Excerpted passage
Google has offered up another new toy for analyzing texts. I’ve been growing in my appreciation for Google Books and its controversial program of scanning in old books because it makes available, sometimes in pdf form, out-of-print texts which are not easy to locate. So now when doing research it is quite easy to track down footnotes, whereas in the past one had to copy the reference down, trudge over to the library, fill out an ILL slip, hope our librarians found a library willing to lend a 150 year old book, and then wait for it to arrive. Instead of weeks of hoping to get a glimpse of a page, now often you can find things instantly, delivered right to your desktop. (No, I don’t get paid by Google for my posts).

Complete the following
**a.** Please say whether each statement agrees with the Google Books post, answering yes or no and quoting the words that decide it: (i) The writer says Google Books sometimes makes out-of-print texts available in pdf form. (ii) The writer is paid by Google for these posts. (iii) The writer says finding things now still takes weeks.
**b.** Turn the stretch of the listing from the line containing "of the tiered" through the end of the listing into a numbered list, leaving out any blank lines.
The Google Books post has no connection to the listing that comes after it.

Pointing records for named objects

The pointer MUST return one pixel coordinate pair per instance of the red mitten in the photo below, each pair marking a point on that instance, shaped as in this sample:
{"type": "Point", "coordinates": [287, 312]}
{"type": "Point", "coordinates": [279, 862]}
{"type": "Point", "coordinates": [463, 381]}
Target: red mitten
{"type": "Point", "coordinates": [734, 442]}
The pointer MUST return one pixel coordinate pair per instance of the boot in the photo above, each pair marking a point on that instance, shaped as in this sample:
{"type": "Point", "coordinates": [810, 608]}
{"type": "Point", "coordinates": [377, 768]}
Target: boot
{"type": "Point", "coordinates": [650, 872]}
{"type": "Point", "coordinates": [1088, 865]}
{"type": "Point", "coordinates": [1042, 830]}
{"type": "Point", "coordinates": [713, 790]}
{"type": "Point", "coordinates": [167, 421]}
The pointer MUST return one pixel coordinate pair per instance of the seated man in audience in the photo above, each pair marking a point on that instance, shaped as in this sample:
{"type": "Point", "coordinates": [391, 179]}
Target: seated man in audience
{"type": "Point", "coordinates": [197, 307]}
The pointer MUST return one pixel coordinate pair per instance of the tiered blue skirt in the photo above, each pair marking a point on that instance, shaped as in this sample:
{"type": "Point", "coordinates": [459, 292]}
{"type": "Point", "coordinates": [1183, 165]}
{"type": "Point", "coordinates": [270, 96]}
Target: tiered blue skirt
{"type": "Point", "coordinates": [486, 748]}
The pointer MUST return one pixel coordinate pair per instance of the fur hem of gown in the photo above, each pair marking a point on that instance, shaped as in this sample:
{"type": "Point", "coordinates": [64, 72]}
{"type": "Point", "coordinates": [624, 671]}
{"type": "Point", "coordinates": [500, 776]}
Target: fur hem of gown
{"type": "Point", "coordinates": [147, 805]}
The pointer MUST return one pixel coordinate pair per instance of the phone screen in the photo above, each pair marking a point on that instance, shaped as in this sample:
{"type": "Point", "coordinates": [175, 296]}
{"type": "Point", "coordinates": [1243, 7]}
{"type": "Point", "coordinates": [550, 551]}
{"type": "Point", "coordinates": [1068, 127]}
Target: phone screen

The replies
**a.**
(i) Yes: "makes available, sometimes in pdf form, out-of-print texts which are not easy to locate"
(ii) No: "No, I don’t get paid by Google for my posts"
(iii) No: "now often you can find things instantly, delivered right to your desktop"

**b.**
1. The pointer MUST return one pixel coordinate pair per instance of the tiered blue skirt in the photo above, each pair marking a point on that instance, shaped as in this sample:
2. {"type": "Point", "coordinates": [459, 292]}
3. {"type": "Point", "coordinates": [1183, 165]}
4. {"type": "Point", "coordinates": [270, 96]}
5. Target: tiered blue skirt
6. {"type": "Point", "coordinates": [486, 748]}
7. The pointer MUST return one pixel coordinate pair per instance of the fur hem of gown in the photo above, each pair marking a point on that instance, shaped as in this sample:
8. {"type": "Point", "coordinates": [64, 72]}
9. {"type": "Point", "coordinates": [624, 671]}
10. {"type": "Point", "coordinates": [500, 776]}
11. Target: fur hem of gown
12. {"type": "Point", "coordinates": [147, 805]}
13. The pointer MUST return one pixel coordinate pair per instance of the phone screen in the photo above, each pair marking a point on that instance, shaped as in this sample:
14. {"type": "Point", "coordinates": [175, 296]}
15. {"type": "Point", "coordinates": [1243, 7]}
16. {"type": "Point", "coordinates": [550, 551]}
17. {"type": "Point", "coordinates": [1068, 127]}
18. Target: phone screen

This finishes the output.